Instructions for the task ▸ Write each line word for word, from the line that contains "Reviewer note: check that every instance of the green grass" through the last line of the material below.
· · · · ·
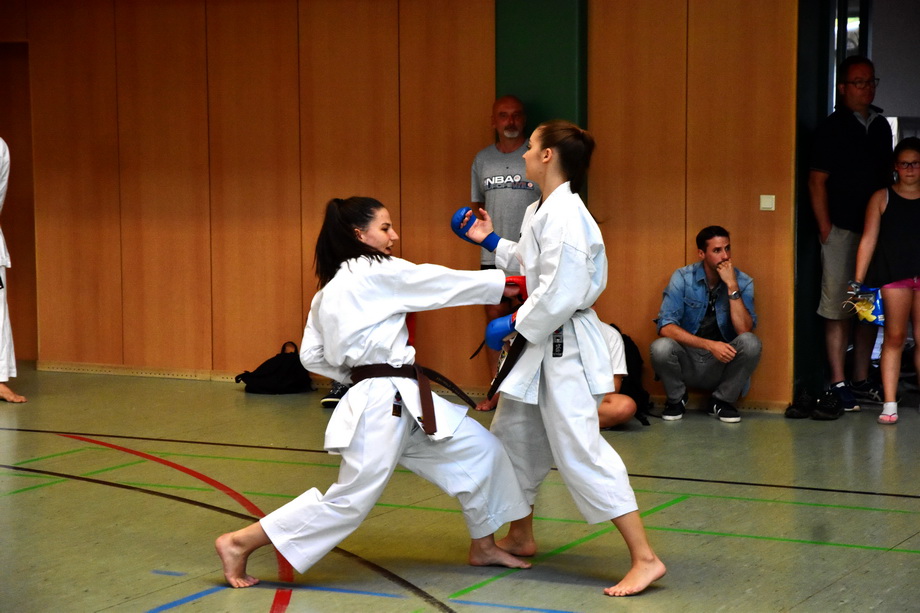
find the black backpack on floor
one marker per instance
(281, 374)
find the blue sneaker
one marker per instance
(845, 396)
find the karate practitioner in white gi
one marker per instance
(7, 353)
(358, 318)
(551, 395)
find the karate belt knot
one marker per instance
(424, 376)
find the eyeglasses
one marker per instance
(864, 84)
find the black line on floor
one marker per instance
(323, 451)
(386, 574)
(778, 486)
(164, 440)
(133, 488)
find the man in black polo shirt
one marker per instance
(850, 161)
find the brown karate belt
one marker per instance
(424, 376)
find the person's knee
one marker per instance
(748, 344)
(616, 409)
(662, 350)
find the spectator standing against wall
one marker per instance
(851, 160)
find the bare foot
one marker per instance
(9, 395)
(488, 405)
(518, 547)
(233, 558)
(484, 552)
(639, 577)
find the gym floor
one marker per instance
(113, 488)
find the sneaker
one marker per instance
(867, 392)
(803, 406)
(828, 407)
(845, 396)
(331, 400)
(723, 411)
(674, 410)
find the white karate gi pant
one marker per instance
(471, 465)
(7, 354)
(564, 426)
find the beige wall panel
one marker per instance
(447, 86)
(740, 144)
(18, 220)
(78, 237)
(13, 21)
(637, 113)
(349, 84)
(255, 179)
(163, 149)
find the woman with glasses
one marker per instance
(889, 258)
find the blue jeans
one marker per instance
(679, 367)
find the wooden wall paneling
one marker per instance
(636, 186)
(75, 140)
(13, 22)
(741, 144)
(349, 93)
(18, 219)
(163, 150)
(255, 180)
(447, 77)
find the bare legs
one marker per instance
(9, 395)
(484, 552)
(645, 566)
(615, 409)
(837, 338)
(234, 549)
(901, 305)
(520, 540)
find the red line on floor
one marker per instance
(285, 571)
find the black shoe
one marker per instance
(723, 411)
(828, 407)
(867, 392)
(673, 410)
(331, 400)
(802, 407)
(845, 396)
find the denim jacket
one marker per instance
(687, 297)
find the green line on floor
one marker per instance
(777, 501)
(52, 456)
(537, 559)
(671, 503)
(111, 468)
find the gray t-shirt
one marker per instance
(497, 179)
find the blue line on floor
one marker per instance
(187, 599)
(276, 585)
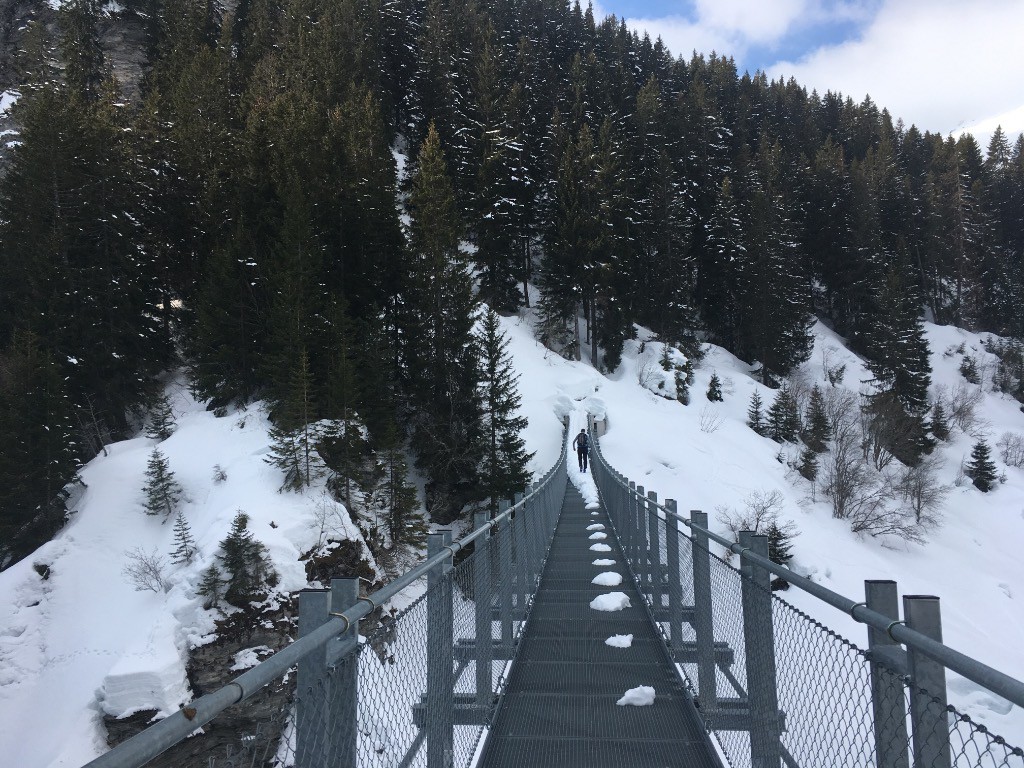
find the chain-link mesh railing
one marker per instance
(416, 690)
(776, 687)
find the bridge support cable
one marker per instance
(776, 687)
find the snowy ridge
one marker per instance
(83, 641)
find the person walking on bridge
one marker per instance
(582, 444)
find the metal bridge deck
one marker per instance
(559, 707)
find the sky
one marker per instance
(945, 66)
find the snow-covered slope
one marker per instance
(83, 640)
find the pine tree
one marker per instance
(682, 385)
(294, 433)
(981, 468)
(41, 445)
(756, 415)
(246, 562)
(783, 418)
(161, 420)
(504, 458)
(808, 466)
(211, 587)
(162, 491)
(715, 389)
(184, 544)
(817, 430)
(779, 550)
(392, 502)
(940, 427)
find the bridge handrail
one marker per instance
(160, 736)
(995, 681)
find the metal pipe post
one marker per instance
(521, 568)
(887, 687)
(643, 543)
(675, 578)
(310, 741)
(929, 716)
(507, 573)
(440, 682)
(481, 601)
(759, 639)
(343, 663)
(704, 624)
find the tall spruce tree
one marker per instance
(439, 355)
(504, 458)
(982, 469)
(162, 491)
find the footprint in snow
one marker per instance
(620, 641)
(607, 579)
(642, 695)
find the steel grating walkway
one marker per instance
(559, 707)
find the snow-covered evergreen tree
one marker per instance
(184, 543)
(162, 492)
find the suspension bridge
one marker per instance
(608, 634)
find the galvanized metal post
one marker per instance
(343, 695)
(507, 573)
(654, 554)
(521, 567)
(887, 689)
(631, 524)
(704, 624)
(929, 716)
(440, 679)
(481, 600)
(643, 543)
(675, 579)
(759, 639)
(310, 740)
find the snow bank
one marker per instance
(642, 695)
(610, 601)
(620, 641)
(154, 680)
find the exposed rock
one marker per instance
(236, 729)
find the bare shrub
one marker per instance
(711, 419)
(834, 372)
(144, 571)
(1011, 448)
(921, 492)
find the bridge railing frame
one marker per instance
(329, 641)
(910, 649)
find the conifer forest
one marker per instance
(318, 203)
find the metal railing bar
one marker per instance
(995, 681)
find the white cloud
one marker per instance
(943, 65)
(753, 20)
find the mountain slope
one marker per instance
(83, 641)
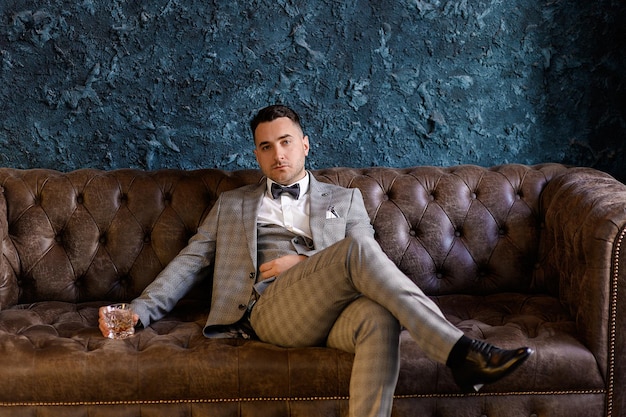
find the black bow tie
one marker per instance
(278, 189)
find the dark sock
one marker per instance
(459, 352)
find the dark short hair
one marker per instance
(271, 113)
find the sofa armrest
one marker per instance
(584, 218)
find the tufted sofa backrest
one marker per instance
(105, 235)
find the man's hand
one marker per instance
(102, 323)
(277, 266)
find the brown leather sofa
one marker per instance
(517, 255)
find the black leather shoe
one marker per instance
(486, 363)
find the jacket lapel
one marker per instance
(319, 201)
(250, 210)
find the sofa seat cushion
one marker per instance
(53, 352)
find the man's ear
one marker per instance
(305, 142)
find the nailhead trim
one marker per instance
(613, 323)
(282, 399)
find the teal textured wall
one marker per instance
(173, 83)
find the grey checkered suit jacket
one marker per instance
(226, 241)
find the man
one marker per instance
(296, 260)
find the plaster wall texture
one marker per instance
(172, 83)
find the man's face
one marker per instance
(281, 150)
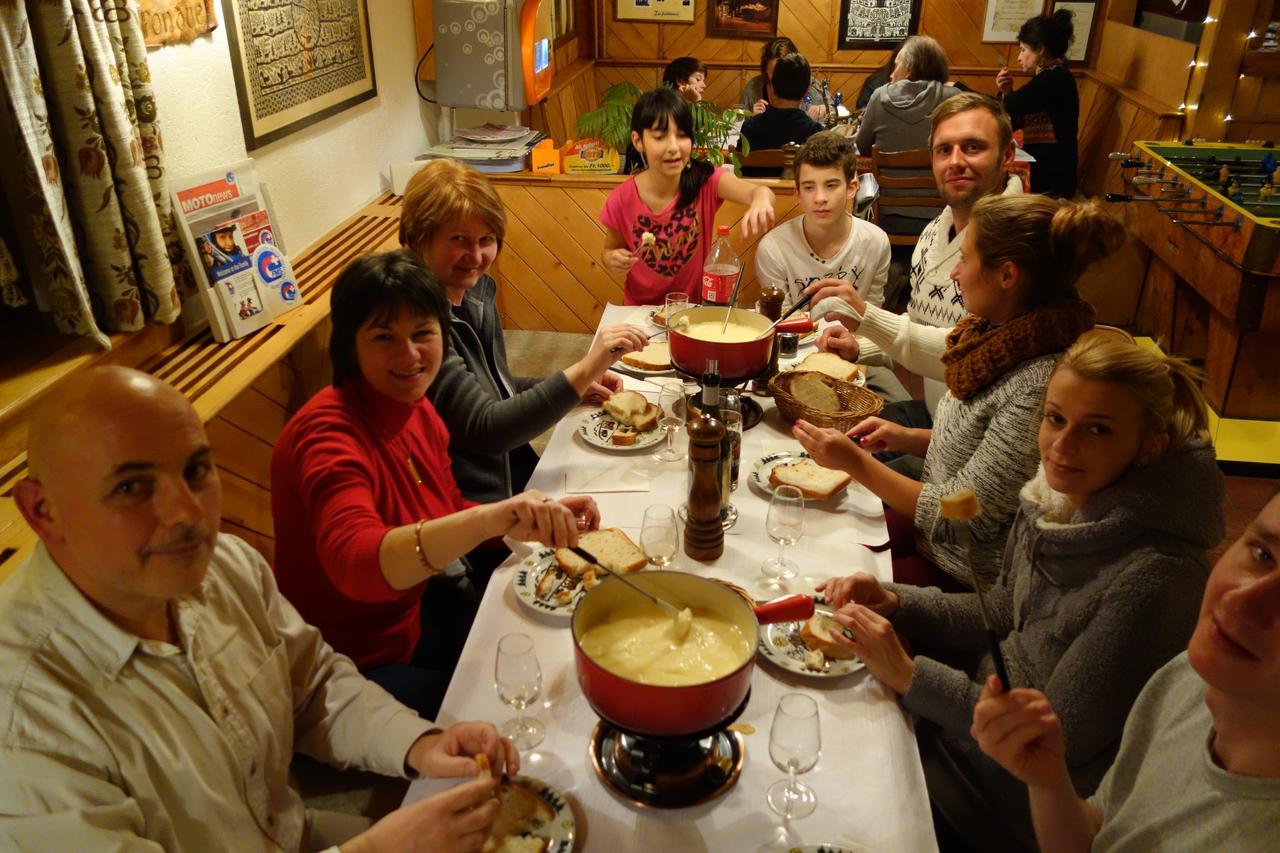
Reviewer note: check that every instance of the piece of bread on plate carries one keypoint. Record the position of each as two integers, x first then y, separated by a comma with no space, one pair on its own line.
656,356
810,389
630,409
830,364
819,634
611,546
816,483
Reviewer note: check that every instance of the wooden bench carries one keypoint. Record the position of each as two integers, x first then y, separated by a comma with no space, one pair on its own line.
243,389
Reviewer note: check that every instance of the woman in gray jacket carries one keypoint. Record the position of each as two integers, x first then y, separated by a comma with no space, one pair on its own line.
1101,580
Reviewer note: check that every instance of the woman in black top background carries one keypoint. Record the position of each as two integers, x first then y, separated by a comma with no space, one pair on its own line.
1047,109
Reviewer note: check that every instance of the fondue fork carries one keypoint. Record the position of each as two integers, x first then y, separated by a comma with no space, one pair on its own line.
666,606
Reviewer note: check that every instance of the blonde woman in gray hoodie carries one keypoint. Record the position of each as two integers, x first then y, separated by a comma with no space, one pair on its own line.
1101,580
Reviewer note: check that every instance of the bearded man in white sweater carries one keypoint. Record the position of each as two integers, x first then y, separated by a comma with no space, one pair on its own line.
973,147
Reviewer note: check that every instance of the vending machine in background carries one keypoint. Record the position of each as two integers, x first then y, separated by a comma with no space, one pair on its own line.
492,54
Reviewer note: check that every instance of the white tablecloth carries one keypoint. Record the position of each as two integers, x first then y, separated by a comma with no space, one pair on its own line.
869,785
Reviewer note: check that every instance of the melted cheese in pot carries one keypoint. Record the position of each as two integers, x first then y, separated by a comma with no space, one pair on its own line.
643,648
711,331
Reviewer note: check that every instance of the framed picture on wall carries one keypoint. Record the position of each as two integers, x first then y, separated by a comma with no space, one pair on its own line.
877,23
1005,18
743,18
1083,19
654,10
318,62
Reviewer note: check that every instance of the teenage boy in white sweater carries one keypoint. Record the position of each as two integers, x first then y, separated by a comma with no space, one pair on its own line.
827,243
973,147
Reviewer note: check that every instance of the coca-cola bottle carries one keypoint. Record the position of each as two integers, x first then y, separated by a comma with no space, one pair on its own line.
721,272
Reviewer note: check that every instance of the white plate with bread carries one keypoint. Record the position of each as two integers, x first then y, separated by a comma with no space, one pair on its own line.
626,422
796,468
533,817
654,360
553,579
808,648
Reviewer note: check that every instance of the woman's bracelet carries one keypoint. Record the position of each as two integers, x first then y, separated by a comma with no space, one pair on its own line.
421,555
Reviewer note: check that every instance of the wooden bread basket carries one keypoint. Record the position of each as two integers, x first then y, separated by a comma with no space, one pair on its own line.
855,402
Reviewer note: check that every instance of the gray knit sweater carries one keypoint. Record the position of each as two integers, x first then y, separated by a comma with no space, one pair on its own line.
489,413
1089,605
986,443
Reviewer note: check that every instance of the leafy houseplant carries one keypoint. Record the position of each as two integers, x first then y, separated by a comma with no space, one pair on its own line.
712,126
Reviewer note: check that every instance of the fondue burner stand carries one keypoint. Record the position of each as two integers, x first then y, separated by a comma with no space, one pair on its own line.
667,772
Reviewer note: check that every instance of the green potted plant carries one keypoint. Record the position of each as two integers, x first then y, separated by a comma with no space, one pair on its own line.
712,126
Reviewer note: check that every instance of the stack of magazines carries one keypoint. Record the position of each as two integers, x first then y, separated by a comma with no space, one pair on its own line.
490,147
243,277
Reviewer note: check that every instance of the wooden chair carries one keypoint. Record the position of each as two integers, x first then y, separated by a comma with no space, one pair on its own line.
892,172
781,159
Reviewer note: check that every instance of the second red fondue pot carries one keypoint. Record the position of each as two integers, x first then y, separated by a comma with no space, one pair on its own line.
672,711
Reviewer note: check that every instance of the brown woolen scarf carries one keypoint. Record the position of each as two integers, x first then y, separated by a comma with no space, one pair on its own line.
978,352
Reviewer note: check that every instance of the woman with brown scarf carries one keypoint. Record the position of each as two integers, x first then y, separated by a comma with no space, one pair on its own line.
1019,264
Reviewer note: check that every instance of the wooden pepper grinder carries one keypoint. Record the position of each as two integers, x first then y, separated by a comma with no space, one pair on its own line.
704,537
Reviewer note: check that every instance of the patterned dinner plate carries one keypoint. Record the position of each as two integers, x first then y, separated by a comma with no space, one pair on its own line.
764,465
560,830
597,429
781,644
560,592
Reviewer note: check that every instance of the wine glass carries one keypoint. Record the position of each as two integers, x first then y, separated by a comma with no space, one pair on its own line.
795,742
672,419
519,680
659,537
785,525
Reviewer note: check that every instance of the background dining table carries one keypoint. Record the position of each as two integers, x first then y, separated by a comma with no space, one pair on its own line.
868,779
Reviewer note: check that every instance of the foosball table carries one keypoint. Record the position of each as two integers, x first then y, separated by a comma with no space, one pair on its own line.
1211,218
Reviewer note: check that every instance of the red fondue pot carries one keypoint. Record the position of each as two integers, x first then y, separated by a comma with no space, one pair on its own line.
737,360
672,711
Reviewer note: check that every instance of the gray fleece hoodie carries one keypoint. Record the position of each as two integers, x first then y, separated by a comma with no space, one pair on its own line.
489,413
1089,605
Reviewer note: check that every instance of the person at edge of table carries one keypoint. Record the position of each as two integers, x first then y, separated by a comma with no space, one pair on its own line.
828,243
369,520
782,121
899,119
1198,766
1100,585
1018,272
455,220
1047,108
973,147
154,683
672,201
688,76
755,94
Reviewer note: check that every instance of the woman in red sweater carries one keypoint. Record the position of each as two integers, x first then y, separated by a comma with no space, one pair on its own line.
366,512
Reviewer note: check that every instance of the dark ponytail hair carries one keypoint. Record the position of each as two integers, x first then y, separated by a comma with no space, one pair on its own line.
656,110
1052,32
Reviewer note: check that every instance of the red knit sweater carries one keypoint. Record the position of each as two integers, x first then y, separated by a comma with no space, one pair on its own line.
341,479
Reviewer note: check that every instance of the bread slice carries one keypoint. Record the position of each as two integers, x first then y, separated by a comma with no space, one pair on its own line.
810,389
656,356
611,546
814,482
830,364
625,406
819,634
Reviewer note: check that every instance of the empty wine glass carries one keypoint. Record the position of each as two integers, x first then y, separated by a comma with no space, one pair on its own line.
659,537
519,680
795,742
785,525
672,419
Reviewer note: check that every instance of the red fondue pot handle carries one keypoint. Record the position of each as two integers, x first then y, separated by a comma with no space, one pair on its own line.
796,325
789,609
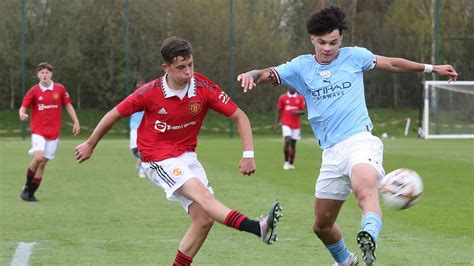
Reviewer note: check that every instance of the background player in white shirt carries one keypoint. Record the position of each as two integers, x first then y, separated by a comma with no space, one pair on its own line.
135,120
331,81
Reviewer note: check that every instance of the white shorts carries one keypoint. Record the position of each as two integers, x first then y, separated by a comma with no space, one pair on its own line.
171,174
334,181
39,143
289,132
133,138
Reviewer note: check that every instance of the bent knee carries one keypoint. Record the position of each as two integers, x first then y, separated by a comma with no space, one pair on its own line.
320,228
40,159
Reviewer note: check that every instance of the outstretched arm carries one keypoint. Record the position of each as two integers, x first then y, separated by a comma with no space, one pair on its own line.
250,79
277,120
393,64
247,164
76,128
84,150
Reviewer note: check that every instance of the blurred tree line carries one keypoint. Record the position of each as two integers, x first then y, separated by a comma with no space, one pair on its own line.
84,40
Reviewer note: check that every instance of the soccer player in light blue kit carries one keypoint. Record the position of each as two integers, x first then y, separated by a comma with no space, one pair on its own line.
135,120
332,84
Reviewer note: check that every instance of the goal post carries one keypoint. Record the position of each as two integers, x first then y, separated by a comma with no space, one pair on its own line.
448,110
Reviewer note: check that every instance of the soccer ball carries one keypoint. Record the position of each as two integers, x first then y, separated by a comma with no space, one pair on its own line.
401,188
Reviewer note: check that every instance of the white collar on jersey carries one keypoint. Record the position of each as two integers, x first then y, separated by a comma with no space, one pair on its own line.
43,88
168,92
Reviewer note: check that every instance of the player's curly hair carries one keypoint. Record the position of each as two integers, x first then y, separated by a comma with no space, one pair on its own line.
326,21
173,47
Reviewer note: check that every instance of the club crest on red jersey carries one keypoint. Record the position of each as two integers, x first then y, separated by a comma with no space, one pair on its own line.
195,108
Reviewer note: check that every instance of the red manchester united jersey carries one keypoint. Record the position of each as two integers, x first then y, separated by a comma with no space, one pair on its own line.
170,125
46,106
288,104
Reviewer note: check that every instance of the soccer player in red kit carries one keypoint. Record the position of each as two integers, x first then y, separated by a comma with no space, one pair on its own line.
175,106
290,107
46,100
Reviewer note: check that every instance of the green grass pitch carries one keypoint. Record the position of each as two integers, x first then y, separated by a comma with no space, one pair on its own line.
101,213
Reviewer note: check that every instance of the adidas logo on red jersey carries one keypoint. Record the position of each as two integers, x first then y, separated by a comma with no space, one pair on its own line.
162,111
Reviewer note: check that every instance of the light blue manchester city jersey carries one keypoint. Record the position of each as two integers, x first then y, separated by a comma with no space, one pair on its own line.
334,92
135,119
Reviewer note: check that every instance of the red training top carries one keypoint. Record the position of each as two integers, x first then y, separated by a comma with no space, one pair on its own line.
289,103
46,106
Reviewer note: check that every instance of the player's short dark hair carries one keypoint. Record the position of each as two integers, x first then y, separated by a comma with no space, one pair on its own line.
173,47
44,65
326,21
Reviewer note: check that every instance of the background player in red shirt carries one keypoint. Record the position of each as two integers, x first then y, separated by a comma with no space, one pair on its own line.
· · · · ·
Answer below ▸
Reviewer note: check that every instance of the green grass pitch carries one keypoint. Record the position of each as two integers, x first then y, separated by a comma with no space, one pair on its own line.
101,213
Reviewer note: check that every instance of the adidas logo on red jersey carries one keypoint. Record the position of each as two integers, x first then y, separated by a comma with no space, one pair on its own line.
162,111
Reviewer note: check that every instance of the light blue manchester city jersey carries one keypoint. Record the position of each as two integers, x first then y, separated by a comma with no space, one pair on its own line.
334,92
135,119
Reviewer note: check that every instance of the red training top carries one keypoint. Record the position of each as two integers, x first then y, separated by a comma with no space, one pair on its own line.
289,103
46,106
Reviewer note: check that every instance of the player's short dark hair carries one keypoint. Record the position of each as two integers, x first then y, separated by a comma with no space, one pair on its own line.
173,47
44,65
326,21
Reviewer note: check that every instance of the background player in red shirt carries one keypoint. Record the position of each as two integers, x first then y, separated by a comma with no space, one pair on its own line.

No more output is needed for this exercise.